**Data for review**:
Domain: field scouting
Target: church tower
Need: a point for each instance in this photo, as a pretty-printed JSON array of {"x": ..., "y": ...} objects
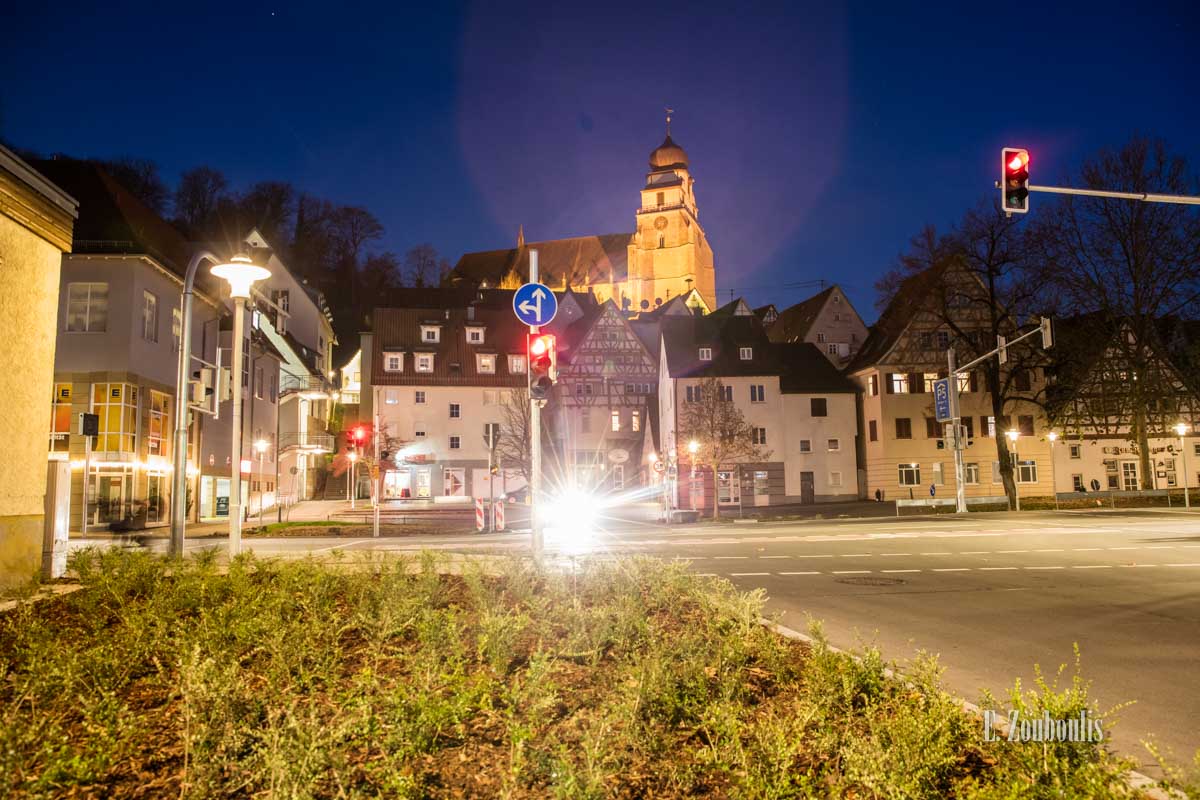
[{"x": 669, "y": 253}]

--

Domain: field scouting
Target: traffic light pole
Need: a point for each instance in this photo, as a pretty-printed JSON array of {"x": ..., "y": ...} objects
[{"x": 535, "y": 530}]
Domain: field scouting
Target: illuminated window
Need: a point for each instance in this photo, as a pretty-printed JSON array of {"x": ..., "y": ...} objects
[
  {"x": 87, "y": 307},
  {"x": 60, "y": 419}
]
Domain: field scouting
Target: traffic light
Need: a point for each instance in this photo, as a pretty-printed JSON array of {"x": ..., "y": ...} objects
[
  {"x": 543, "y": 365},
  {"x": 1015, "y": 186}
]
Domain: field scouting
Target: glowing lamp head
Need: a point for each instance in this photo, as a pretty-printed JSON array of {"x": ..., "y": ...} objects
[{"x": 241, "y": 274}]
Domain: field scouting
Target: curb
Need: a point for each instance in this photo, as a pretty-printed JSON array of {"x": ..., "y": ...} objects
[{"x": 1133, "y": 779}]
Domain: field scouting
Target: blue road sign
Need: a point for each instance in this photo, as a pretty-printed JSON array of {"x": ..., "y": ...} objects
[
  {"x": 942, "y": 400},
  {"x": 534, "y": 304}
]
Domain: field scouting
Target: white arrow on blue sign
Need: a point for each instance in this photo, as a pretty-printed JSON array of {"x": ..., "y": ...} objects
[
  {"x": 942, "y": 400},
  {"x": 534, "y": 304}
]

==

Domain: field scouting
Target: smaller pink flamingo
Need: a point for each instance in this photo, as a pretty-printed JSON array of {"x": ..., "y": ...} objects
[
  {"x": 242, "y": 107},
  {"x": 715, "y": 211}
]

**What the exercise asks**: The job here is to find each line above with the word "blue" and copy it.

**Solved exercise**:
Target: blue road sign
Target: white arrow on blue sign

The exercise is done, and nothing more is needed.